LIST OF TASKS ::
A. Using the post on probability spaces, answer these:
(i) What probability of the defenses failing did the person in the news story mention?
(ii) What were the defenses in that story protecting?
(iii) On which site do some commenters, according to the post, give little indication of the probability space they mean?
B. Write what comes next in the post on probability spaces, continuing after its final sentence.

TEXT PASSAGE ::
>>
This afternoon I heard a news story about a middle eastern country where one person said of the defenses for a stockpile of nuclear weapons, "even if there is only a 1% probability of the defenses failing, we should do more to strengthen them given the consequences of their failure".  I have nothing against this person's reasoning, but I do have an issue with where that 1% figure came from.

The statement above and others like it share a common problem:  they are phrased such that it's unclear over what probability space the measure was taken.  In fact, many journalist and other people don't seem especially concerned by this.  Even some commenters on Less Wrong give little indication of the probability space over which they give a probability measure of an event, and nobody calls them on it.  So what is this probability space they are giving probability measurements over?
<<
[Dataset records]
>>
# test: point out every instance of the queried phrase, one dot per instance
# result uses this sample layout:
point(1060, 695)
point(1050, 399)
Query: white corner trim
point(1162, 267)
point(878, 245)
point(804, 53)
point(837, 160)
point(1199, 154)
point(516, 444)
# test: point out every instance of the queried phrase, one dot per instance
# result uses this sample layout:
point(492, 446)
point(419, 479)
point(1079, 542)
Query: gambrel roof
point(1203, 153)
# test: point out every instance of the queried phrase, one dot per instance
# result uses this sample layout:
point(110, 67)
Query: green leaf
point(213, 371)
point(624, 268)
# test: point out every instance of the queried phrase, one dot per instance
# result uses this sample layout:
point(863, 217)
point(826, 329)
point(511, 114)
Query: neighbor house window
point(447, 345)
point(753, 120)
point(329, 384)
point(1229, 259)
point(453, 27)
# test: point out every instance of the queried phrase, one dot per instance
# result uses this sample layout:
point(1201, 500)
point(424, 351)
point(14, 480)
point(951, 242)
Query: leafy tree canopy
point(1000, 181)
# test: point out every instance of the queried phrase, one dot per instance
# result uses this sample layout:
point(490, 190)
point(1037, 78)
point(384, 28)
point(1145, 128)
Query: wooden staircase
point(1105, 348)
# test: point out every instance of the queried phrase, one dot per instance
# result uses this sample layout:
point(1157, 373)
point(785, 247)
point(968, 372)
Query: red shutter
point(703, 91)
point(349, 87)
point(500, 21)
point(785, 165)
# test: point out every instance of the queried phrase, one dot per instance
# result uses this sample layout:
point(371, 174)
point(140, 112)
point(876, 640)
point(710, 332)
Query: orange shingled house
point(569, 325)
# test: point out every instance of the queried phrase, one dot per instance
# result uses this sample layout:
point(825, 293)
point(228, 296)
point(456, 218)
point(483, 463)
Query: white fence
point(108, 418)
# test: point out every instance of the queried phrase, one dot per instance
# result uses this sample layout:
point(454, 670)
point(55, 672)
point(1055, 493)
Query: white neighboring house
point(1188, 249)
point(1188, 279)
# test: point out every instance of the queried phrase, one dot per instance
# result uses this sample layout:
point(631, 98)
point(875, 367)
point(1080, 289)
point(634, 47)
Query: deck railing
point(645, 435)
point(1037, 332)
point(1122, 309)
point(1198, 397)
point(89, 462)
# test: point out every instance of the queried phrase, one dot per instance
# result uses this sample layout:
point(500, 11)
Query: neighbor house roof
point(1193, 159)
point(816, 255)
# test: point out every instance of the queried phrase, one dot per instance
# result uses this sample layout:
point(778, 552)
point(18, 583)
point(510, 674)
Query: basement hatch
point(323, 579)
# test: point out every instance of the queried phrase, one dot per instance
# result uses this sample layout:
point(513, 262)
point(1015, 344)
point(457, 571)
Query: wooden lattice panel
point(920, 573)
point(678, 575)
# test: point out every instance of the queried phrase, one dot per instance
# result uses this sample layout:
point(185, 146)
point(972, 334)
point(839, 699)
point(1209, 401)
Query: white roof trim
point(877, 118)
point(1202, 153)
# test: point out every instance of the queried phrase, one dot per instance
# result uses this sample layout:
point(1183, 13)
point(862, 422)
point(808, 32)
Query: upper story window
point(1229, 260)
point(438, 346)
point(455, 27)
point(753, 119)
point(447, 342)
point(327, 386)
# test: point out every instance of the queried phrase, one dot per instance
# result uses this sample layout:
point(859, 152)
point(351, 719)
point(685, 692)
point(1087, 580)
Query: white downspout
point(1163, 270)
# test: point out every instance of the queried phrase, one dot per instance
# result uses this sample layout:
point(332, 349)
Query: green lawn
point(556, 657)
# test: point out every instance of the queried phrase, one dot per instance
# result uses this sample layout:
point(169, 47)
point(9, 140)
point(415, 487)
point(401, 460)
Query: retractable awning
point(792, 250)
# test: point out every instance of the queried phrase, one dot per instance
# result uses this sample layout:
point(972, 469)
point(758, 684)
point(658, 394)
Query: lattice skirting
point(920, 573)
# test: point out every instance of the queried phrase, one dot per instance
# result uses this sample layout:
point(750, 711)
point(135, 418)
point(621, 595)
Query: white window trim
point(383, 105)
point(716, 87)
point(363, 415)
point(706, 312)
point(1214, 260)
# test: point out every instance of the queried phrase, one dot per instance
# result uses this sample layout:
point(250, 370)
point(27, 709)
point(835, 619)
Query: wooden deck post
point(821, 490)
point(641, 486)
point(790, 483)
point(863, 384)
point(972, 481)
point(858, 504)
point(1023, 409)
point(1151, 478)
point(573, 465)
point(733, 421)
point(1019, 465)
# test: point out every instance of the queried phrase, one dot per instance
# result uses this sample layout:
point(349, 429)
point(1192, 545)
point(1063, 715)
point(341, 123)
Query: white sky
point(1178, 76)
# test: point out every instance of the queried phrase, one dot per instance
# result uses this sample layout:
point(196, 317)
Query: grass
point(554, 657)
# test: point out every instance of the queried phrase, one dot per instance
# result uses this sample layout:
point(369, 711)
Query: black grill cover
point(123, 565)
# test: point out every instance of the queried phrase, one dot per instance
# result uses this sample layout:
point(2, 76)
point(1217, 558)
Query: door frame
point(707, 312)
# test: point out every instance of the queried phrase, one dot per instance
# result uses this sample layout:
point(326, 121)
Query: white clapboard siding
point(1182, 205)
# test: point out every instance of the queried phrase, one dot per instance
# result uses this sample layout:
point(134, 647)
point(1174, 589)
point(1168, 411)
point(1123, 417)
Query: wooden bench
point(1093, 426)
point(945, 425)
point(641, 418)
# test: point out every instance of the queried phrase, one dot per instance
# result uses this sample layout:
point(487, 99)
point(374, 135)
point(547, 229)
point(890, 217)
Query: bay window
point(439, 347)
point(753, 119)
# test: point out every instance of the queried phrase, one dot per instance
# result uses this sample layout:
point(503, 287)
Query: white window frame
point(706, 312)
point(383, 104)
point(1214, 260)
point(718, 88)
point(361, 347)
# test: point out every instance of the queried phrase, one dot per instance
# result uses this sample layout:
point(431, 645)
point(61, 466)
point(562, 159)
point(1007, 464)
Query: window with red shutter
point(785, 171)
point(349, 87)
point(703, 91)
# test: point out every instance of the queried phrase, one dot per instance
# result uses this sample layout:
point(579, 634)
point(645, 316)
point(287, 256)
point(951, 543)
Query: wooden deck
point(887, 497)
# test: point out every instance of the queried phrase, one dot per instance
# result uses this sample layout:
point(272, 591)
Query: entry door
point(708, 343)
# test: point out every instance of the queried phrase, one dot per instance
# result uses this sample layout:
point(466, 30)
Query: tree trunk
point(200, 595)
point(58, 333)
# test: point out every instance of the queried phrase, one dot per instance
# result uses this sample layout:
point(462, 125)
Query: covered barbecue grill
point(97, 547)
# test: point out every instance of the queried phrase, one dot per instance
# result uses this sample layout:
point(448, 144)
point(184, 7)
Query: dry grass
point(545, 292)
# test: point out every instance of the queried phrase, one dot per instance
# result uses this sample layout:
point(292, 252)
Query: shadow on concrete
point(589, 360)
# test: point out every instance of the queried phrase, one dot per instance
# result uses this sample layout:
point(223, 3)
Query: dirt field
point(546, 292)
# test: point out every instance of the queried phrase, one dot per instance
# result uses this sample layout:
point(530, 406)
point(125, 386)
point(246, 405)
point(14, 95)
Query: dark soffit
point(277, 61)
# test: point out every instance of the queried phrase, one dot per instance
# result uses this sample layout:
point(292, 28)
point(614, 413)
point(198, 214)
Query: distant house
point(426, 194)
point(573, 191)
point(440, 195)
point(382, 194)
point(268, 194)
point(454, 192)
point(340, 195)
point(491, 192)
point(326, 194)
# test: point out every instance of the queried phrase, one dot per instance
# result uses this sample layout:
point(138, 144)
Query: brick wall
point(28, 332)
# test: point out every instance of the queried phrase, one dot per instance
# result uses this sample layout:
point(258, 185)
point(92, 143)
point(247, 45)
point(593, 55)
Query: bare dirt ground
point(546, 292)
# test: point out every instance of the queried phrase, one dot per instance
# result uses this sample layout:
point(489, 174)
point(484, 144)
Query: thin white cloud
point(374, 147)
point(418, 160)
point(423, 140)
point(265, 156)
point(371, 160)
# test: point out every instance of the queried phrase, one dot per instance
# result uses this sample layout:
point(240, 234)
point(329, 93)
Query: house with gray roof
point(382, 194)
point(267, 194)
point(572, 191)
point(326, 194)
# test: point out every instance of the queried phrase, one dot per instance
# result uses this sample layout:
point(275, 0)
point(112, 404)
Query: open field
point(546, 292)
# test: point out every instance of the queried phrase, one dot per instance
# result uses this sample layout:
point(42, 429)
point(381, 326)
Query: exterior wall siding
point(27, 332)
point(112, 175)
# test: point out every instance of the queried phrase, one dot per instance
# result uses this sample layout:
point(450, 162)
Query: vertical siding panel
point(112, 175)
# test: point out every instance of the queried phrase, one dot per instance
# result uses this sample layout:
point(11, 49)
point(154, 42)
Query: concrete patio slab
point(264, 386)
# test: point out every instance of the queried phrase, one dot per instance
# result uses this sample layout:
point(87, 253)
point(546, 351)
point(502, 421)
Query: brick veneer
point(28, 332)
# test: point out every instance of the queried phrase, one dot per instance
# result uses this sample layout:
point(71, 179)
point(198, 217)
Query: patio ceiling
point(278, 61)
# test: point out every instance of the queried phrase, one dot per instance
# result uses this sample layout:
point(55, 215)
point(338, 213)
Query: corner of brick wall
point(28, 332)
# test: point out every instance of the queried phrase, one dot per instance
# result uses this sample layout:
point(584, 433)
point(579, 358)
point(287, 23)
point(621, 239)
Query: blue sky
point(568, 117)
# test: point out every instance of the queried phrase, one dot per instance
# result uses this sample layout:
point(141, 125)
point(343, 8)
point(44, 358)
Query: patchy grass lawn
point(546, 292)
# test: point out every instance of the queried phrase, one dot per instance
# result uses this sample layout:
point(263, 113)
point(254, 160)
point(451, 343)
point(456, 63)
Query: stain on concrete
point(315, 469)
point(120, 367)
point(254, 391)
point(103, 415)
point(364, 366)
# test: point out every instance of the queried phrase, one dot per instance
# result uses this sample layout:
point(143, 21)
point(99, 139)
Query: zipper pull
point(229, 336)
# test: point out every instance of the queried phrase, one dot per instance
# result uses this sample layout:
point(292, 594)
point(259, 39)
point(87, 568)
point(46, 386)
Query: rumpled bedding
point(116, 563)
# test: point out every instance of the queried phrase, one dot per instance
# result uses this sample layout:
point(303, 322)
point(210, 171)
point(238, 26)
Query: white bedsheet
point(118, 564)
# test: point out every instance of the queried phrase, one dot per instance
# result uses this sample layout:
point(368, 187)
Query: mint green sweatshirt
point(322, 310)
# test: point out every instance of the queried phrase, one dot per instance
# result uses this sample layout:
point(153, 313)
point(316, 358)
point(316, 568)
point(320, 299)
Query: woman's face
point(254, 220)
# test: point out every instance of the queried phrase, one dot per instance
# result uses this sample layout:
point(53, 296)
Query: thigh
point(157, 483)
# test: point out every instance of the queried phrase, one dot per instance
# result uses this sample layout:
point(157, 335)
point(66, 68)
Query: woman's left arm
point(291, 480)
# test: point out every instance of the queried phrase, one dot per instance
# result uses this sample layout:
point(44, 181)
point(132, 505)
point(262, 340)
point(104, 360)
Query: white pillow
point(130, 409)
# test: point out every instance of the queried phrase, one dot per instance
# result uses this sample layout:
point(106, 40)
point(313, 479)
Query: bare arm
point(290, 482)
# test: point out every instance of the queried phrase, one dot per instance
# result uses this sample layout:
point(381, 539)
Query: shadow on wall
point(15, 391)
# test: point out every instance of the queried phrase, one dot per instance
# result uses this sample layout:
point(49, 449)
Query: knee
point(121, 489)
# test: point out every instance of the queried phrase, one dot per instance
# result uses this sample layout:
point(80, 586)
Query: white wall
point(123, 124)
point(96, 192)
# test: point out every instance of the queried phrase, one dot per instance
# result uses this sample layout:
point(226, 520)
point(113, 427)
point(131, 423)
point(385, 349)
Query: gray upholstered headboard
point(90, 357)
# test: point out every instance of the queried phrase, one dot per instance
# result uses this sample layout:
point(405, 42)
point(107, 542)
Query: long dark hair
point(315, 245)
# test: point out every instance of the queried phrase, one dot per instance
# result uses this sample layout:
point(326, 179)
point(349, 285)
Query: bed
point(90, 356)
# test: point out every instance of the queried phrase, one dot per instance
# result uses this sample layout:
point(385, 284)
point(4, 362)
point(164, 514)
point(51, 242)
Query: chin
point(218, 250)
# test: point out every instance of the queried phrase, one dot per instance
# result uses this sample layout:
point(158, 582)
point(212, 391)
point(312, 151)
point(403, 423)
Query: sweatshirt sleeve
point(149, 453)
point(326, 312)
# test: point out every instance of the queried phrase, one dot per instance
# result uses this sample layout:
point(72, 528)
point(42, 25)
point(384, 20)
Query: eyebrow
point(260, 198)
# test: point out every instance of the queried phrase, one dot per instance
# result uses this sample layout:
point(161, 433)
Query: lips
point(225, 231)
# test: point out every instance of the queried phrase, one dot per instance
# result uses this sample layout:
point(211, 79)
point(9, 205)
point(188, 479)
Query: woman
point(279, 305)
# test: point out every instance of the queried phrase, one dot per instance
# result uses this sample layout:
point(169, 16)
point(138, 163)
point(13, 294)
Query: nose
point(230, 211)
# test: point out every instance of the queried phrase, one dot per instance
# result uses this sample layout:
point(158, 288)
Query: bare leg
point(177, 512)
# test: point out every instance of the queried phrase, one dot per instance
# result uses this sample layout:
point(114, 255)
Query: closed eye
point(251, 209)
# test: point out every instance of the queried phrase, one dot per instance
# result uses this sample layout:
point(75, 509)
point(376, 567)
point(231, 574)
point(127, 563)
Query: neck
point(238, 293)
<<
THE RESPONSES ::
A.
(i) 1%
(ii) A stockpile of nuclear weapons
(iii) Less Wrong

B.
If I'm in a generous mood, I might give the person presenting such a statement the benefit of the doubt and suppose they were unintentionally ambiguous.  On the defenses of the nuclear weapon stockpile, the person might have meant to say "there is only a 1% probability of the defenses failing over all attacks", as in "in 1 attack out of every 100 we should expect the defenses to fail".  But given both my experiences with how people treat probability and my knowledge of naive reasoning about probability, I am dubious of my own generosity.  Rather, I suspect that many people act as though there were a universal probability space over which they may measure the probability of any event.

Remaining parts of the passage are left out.